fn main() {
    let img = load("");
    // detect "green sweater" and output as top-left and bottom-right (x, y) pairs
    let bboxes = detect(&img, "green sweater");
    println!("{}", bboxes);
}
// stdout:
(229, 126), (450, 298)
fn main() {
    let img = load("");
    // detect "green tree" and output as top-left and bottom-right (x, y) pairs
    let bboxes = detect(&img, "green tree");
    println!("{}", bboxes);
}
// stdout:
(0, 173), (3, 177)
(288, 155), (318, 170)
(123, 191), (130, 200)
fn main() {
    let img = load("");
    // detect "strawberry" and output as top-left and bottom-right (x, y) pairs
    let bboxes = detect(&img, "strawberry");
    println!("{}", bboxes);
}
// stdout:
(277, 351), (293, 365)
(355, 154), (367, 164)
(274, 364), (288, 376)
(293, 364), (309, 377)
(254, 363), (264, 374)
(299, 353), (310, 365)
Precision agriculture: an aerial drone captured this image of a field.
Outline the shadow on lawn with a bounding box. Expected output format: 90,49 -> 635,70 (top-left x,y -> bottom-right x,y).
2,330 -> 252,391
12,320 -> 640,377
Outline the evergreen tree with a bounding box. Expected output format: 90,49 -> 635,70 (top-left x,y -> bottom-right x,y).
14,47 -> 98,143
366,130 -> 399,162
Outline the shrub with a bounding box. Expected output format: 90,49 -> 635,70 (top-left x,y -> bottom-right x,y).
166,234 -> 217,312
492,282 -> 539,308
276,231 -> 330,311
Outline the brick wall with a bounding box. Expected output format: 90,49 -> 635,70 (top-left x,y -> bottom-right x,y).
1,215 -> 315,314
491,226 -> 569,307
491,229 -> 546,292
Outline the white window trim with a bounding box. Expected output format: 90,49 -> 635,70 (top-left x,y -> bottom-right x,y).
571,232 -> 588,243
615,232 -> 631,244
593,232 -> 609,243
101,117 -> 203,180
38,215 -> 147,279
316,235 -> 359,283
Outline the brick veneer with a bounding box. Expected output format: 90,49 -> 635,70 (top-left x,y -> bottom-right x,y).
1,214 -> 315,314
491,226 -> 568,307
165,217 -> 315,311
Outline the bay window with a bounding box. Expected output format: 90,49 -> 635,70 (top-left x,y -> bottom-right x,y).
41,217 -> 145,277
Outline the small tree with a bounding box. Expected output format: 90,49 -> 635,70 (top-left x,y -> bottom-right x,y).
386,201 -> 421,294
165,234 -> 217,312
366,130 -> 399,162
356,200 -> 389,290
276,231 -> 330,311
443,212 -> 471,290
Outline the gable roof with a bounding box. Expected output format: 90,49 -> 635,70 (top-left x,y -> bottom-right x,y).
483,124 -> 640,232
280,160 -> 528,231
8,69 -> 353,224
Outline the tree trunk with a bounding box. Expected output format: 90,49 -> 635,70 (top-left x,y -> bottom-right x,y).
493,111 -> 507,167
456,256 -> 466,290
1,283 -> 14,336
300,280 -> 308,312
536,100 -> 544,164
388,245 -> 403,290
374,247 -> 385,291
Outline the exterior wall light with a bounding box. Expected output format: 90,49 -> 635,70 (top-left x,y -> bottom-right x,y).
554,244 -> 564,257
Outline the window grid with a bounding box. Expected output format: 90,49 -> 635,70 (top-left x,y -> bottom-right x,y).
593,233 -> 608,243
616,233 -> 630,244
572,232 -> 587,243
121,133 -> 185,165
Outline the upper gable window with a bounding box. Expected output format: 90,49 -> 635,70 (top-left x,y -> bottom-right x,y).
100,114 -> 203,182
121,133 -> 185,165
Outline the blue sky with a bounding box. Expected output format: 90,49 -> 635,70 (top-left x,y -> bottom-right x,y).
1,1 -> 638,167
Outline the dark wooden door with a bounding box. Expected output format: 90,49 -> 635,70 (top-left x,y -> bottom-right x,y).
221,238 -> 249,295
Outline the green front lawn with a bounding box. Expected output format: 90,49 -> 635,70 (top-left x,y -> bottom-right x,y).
= = = =
* **Brief**: All lines of the listing holding the string "pairs" must be returned, copied as they stand.

* **Written answer**:
    // detect "green sweater" and output as top-left and bottom-right (x, y) pairs
    // detect "green tree" and output as top-left and bottom-right (x, y) pairs
    // detect "strawberry" and output as top-left and bottom-right (x, y) pairs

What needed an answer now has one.